Exact reproduction of every entry is required.

(Dataset extract Opens)

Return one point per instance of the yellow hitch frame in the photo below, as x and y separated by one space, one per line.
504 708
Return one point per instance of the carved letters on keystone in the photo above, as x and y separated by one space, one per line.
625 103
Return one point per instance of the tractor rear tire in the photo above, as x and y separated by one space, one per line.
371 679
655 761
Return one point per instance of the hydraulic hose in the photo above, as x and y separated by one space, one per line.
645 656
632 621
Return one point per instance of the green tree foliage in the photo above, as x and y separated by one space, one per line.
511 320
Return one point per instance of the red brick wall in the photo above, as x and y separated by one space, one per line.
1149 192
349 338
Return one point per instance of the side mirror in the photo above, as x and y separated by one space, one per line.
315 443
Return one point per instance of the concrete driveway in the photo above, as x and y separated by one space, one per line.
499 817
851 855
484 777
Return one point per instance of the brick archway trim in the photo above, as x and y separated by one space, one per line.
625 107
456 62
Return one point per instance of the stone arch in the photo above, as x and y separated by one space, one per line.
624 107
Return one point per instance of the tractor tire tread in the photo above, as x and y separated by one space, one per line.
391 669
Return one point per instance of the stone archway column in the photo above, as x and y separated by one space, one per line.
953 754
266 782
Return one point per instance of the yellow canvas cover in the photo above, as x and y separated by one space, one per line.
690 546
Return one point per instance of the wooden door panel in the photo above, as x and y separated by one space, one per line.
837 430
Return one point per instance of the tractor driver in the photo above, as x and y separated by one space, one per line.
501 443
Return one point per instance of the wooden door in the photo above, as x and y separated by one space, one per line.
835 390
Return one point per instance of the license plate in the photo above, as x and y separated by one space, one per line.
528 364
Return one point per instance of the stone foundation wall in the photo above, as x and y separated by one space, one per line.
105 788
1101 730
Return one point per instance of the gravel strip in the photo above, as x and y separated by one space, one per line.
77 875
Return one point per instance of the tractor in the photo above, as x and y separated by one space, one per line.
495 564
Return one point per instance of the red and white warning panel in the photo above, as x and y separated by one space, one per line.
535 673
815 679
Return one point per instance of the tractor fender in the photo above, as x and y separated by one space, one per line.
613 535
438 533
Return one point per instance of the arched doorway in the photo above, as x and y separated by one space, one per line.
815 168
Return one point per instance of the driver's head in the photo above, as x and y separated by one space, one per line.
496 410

(Dataset extract Closes)

Expected output:
Return one point per instance of the yellow hitch frame in the photo below, as x and y separated by one space, one per line.
504 708
Return one point per instance of the carved letters on keystone in the photo above, as x and y separated by one space, one per line.
625 103
Return one point per instance of the tractor rear tire in the photo above, as x and y separated by one space, one per line.
371 679
655 761
Return one point per instance of the hydraulic hose in the photo above, as x and y separated by one space, one per line.
645 656
632 621
Return one point per instance of the green tree foliage in the photo above, as x and y separated by one space, one per line.
511 320
Return one point per instance of the red brick wall in the photo above, as x and y separated by one space, one per line.
1149 192
349 338
Return one point per instance of the side mirror in the photo above, as x and y separated by one space, one per line.
315 443
Return one point per instance of the concrete driveway in the photo above, as x and y separated by one space, one per line.
499 817
851 855
484 777
Return one point per instance of the brick archway trim in the photo above, as x and y separated by one space, one per line.
625 107
456 62
Return one point per instance of the stone arch in the photo above, as x and y separated by one space, one per line.
624 107
Return one point per instance of the tractor tire tread in the photo above, as x and y separated by one space, one per line.
391 669
Return one point per instance of the stone archway column in the photo above, as x and y separated by one space, one per line.
953 754
266 782
Return one point per instance of the yellow canvas cover in the photo above, as x and y separated by one space, one per line.
690 546
Return one point per instance of the wooden door panel in the photo above, as x and y separated by one space, one per line.
837 430
Return one point per instance of the tractor driver in the photo above, as x and y separated by one space, one per line.
501 443
Return one point per instance of the wooden door in the photo above, as x and y separated by one space, one per line.
835 390
Return one point per instance of the license plate in the photo above, as x and y separated by one space, one per line.
528 364
Return one point per instance of the stone foundation wall in the photo above, as x and y separated by one space, one per line.
105 788
1101 730
Return one point per instance of the gravel strip in the photo above, as x and y separated by one space, one per line.
77 875
Return one point per instance of the tractor in the photo above, as x and y separated by one space, one per line.
495 564
Return one point per instance of the red and white warning panel in the photo above, as x and y separated by one space, one per line.
535 673
815 679
Return one point per instance of the tractor fender in the photo above, as x and y separated by one space, one per line.
613 535
438 533
Return one point per instance of the arched doorway in the photo above, as x and y separated by one space, one per line.
815 168
Return one point per instance of the driver's head in the photo above, as x and y separated by one space, one per line.
496 410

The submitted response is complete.